-- Begin Listing --

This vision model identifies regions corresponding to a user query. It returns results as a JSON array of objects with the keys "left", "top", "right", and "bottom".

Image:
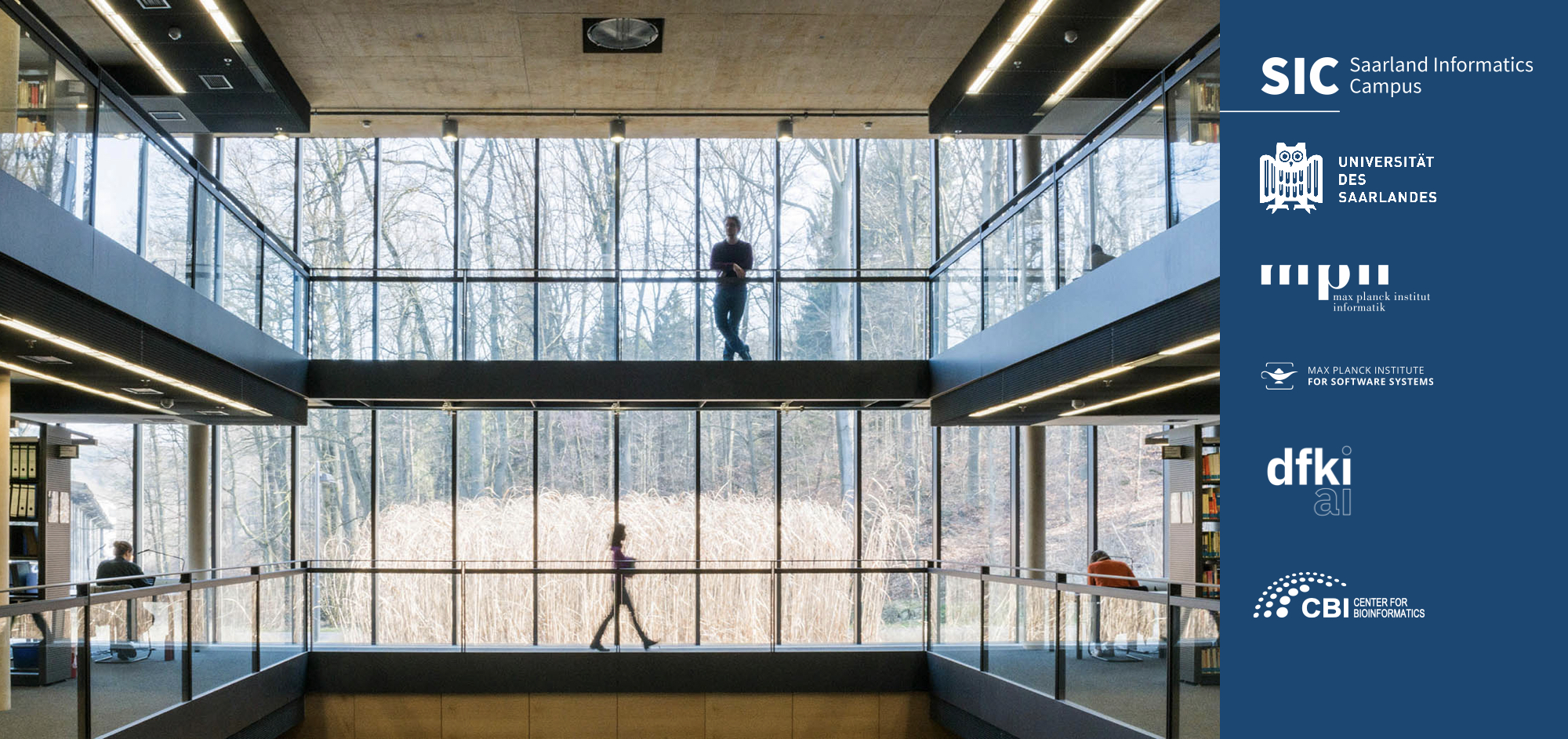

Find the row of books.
[
  {"left": 1198, "top": 562, "right": 1220, "bottom": 598},
  {"left": 16, "top": 80, "right": 49, "bottom": 108},
  {"left": 1198, "top": 647, "right": 1220, "bottom": 672},
  {"left": 1203, "top": 452, "right": 1220, "bottom": 480},
  {"left": 11, "top": 443, "right": 38, "bottom": 479},
  {"left": 6, "top": 484, "right": 38, "bottom": 520},
  {"left": 1198, "top": 531, "right": 1220, "bottom": 557}
]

-- End Listing --

■ Objective: Return each item above word for word, leaving out the pictures.

■ The result:
This vision model identifies regions corresponding to a user query. It returns results as a JSON array of objects with the keys "left", "top", "right", and "bottom".

Image:

Find the row of books.
[
  {"left": 1198, "top": 562, "right": 1220, "bottom": 598},
  {"left": 16, "top": 80, "right": 49, "bottom": 108},
  {"left": 1198, "top": 647, "right": 1220, "bottom": 672},
  {"left": 1203, "top": 452, "right": 1220, "bottom": 480},
  {"left": 11, "top": 443, "right": 38, "bottom": 479},
  {"left": 6, "top": 484, "right": 38, "bottom": 520},
  {"left": 1198, "top": 531, "right": 1220, "bottom": 557}
]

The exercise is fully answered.